## PAGE EXCERPT
***

Since its founding, Happy Science has been organized like a secular company. This is reflected in titles of positions, which are secular. Okawa's original title was "Coordinator" or "Chairman" (主宰, Shusai), with followers referring to Okawa as "Master Coordinator" (主宰先生, Shusai Sensei). In January 1997, with the inception of the "New Hope Project", Okawa's title was changed to "President" (総裁, Sōsai) and Okawa is called "Master President" (総裁先生, Sōsai Sensei) by members. Under Okawa, a Board of Directors, which manages Happy Science, and the Heads of Divisions exist. Branch offices (支部, shibu) exist in and outside of Japan, with each office run by a branch manager (支部長, shibu-chō). Fukui (2004) says, when visiting the headquarters' offices in Tokyo, it was difficult to "tell the difference between [Happy Science]'s offices and those of a business corporation." Most staff members were wearing business suits and doing paperwork at their desks. The usual office equipment are seen as well, such as telephones, fax machines, filing cabinets, photocopiers, and computers. Fukui (2004) says "apart from the presence of the gohonzon (the religious icon of worship) within the office of each division, it felt as though I was visiting a major trading house." Although the employees are shukke-sha (出家者, shukke-sha) (i.e. "renouncers who have left their secular lives"), they spent a considerable amount of time working in the office.

Happy Science has been widely criticised as a cult.

====Role as Buddha and El Cantare====
In Happy Science, Okawa is known as the Buddha, both the Enlightened One and the reincarnation of Gautama Buddha, and the embodiment of El Cantare, the Grand Spirit of the Terrestrial Spirit Group, called "Lord El Cantare" within Happy Science. The name "El Cantare" means "beautiful land of light, Earth". El Cantare is also known as the "Eternal Buddha". This Buddha is related to the Creator God, known as the "Primordial Buddha". Many members believe Okawa is an incarnation of the Creator. Okawa is believed to have many past incarnations. These include a king named La Mu on the continent Mu, a king named Thoth on the continent Atlantis, a king named Rient Arl Croud in the Inca Empire located in ancient South America, Ophealis and Hermes in ancient Greece, and the Buddha in India.

***

## INFORMATION SHOWN

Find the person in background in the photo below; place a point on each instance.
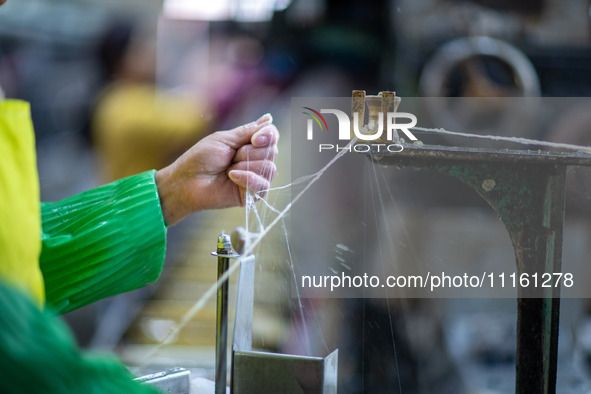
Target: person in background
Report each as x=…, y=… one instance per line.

***

## DESCRIPTION OF THE TASK
Using the Happy Science excerpt, please explain in one to three sentences why Fukui (2004) found it hard to tell the headquarters' offices from those of a business corporation.

## RESPONSE TO THIS TASK
Most staff members wore business suits and did paperwork at their desks. The offices held the usual equipment, such as telephones, fax machines, filing cabinets, photocopiers, and computers. Apart from the gohonzon in each division's office, it felt like visiting a major trading house.